PROBLEM: Pull out every line of the material below that contains the word "cloud", and copy each one in full.

Region labeling records:
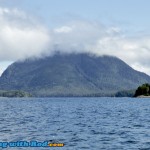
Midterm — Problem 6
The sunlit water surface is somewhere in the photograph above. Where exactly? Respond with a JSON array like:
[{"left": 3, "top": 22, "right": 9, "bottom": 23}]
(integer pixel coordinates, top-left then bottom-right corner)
[{"left": 0, "top": 98, "right": 150, "bottom": 150}]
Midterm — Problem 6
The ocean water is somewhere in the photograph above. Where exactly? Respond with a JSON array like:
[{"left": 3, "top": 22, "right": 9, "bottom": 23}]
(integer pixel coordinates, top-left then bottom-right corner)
[{"left": 0, "top": 98, "right": 150, "bottom": 150}]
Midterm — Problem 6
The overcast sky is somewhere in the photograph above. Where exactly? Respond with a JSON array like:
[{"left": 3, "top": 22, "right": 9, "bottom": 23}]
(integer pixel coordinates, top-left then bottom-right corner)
[{"left": 0, "top": 0, "right": 150, "bottom": 75}]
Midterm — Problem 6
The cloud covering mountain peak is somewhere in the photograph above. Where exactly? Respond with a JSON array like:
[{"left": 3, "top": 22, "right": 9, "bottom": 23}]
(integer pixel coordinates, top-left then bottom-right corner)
[{"left": 0, "top": 8, "right": 150, "bottom": 74}]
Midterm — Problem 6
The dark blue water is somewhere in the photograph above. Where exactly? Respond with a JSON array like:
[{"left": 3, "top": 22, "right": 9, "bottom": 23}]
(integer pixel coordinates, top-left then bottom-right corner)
[{"left": 0, "top": 98, "right": 150, "bottom": 150}]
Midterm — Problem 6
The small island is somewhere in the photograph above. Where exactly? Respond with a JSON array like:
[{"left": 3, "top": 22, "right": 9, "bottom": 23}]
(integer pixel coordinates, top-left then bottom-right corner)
[
  {"left": 0, "top": 90, "right": 32, "bottom": 97},
  {"left": 134, "top": 83, "right": 150, "bottom": 98}
]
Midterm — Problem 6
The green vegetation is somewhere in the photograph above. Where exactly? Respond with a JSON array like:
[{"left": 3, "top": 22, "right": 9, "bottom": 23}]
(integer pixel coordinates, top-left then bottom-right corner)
[
  {"left": 0, "top": 90, "right": 32, "bottom": 97},
  {"left": 0, "top": 54, "right": 150, "bottom": 97},
  {"left": 134, "top": 83, "right": 150, "bottom": 97}
]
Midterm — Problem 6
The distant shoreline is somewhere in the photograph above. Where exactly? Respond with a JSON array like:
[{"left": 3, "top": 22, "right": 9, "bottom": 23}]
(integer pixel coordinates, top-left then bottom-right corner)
[{"left": 136, "top": 95, "right": 150, "bottom": 98}]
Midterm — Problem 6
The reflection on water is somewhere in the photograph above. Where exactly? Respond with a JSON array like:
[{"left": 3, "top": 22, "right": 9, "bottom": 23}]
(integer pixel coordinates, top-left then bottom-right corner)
[{"left": 0, "top": 98, "right": 150, "bottom": 150}]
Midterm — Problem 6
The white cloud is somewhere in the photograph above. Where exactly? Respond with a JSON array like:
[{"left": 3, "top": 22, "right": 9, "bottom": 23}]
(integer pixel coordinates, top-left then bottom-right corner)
[
  {"left": 0, "top": 8, "right": 50, "bottom": 61},
  {"left": 0, "top": 8, "right": 150, "bottom": 75}
]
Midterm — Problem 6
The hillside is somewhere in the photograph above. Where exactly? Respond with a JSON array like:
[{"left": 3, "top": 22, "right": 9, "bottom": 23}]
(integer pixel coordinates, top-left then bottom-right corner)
[{"left": 0, "top": 54, "right": 150, "bottom": 96}]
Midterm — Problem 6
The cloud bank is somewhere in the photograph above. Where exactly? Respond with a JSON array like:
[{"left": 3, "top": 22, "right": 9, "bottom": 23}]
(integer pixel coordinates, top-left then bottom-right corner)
[{"left": 0, "top": 8, "right": 150, "bottom": 75}]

RESPONSE TO THIS EXERCISE:
The cloud covering mountain peak is somewhere in the photograph above. Where exactly? Respond with a JSON array like:
The white cloud is somewhere in the photograph above. Where exactly? Respond with a JSON array like:
The cloud bank is somewhere in the photograph above. Where exactly? Respond with a JSON array like:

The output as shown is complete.